---------- Task material ----------
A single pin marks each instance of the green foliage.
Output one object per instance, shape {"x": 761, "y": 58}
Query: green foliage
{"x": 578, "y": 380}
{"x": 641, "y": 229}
----------
---------- Task material ----------
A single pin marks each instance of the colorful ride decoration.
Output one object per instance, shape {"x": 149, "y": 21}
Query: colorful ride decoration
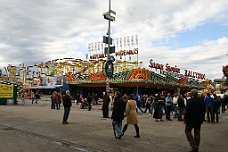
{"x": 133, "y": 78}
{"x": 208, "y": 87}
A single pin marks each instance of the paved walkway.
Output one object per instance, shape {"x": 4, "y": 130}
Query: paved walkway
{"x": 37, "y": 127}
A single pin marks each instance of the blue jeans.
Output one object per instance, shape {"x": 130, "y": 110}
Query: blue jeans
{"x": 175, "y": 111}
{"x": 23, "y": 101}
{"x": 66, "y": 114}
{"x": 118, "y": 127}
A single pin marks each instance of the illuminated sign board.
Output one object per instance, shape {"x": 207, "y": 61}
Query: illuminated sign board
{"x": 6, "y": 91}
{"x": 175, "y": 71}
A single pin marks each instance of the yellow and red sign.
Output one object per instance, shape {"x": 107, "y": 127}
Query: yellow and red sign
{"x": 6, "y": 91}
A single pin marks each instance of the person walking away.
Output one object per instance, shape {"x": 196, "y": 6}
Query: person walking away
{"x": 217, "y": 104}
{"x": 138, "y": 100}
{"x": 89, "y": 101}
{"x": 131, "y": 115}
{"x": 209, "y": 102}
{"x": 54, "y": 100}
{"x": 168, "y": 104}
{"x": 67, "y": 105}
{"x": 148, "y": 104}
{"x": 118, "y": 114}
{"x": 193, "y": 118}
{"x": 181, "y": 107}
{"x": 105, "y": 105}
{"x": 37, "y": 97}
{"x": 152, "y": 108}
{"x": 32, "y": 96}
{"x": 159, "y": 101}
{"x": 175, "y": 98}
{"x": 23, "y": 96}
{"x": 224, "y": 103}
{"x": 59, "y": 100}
----------
Task to carry out:
Copy out every line above where "marks" is present.

Reply:
A single pin marks each instance of the green foliage.
A single pin marks each instance of the colorful ride decoration.
A single pin marks each instance of the paved walkway.
A single pin marks each instance of the blue jeans.
A single pin marks each instance of the illuminated sign board.
A single pin marks each instance of the yellow and red sign.
A single pin marks each instance of the person walking away.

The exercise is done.